• Text to read:

%%

Single-speech Hamilton was Brace's first-cousin and intimate friend. One evening, at Kinnaird, he said, "Bruce! to convince the world of your power of drawing, you need only draw us now something in as good a style as those drawings of yours which they say have been done for you by Balugani, your Italian artist." "Gerard!" replied Bruce, very gravely, "you made one fine speech, and the world doubted its being your own composition; but if you will stand up now here, and make another speech as good, we shall believe it to have been your own."

These trifling anecdotes sufficiently show how sensitive Bruce was to the unjust insults that had been offered to him. For twenty years that had elapsed since his return to Europe, he had endured treatment which it was totally out of his power to repel. It is true, he had been complimented by Dr. Blair and a few others on the valuable information he had revealed; but the public voice still accused him of falsehood, or, what is equally culpable, of wilful exaggeration; and against the public in mass an individual can do nothing. Bruce's happiness was now at an end; he had survived his reputation. When he was asked, "What could he do against so many?" he answered, "Die!" and this catastrophe soon happened.

The last act of Brace's life was one of refined and polite attention. A large party had dined at Kinnaird, and, as they were about to depart, Bruce was gayly talking to a young lady in the drawing-room, when, suddenly observing that her aged mother was proceeding to her carriage unattended, he hurried to the great staircase. In this effort, the foot which had carried him safely through all his dangers chanced to fail him; he fell down several of the steps, broke some of his fingers, pitched on his head, and never spoke again!

%%

• Dataset extract:
%%

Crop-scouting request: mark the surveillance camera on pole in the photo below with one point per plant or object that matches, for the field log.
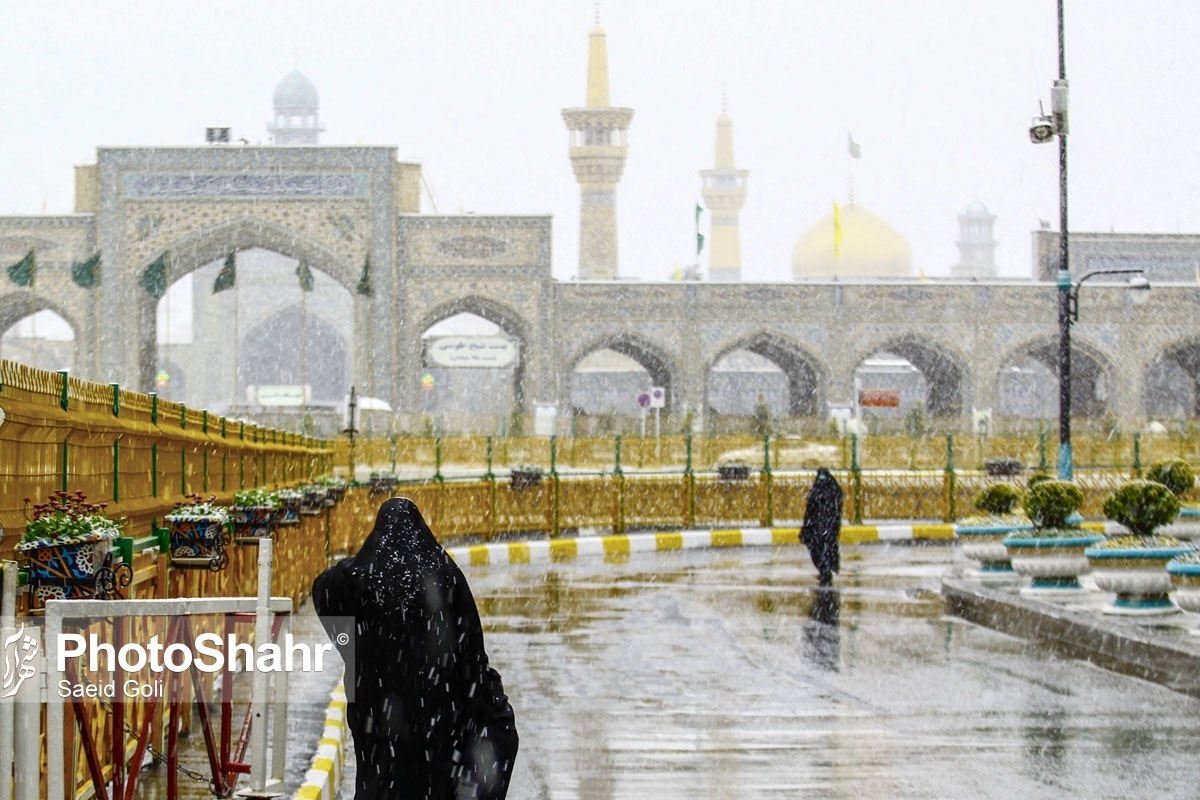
(1047, 126)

%%

• Aim:
Answer from the text about Bruce, one line each: (a) What was the name of the Italian artist said to have done Bruce's drawings? (b) For how many years since his return to Europe had Bruce endured the treatment described? (c) Whom did Bruce notice going to her carriage unattended?

• In response:
(a) Balugani
(b) Twenty years
(c) The aged mother of the young lady he was talking to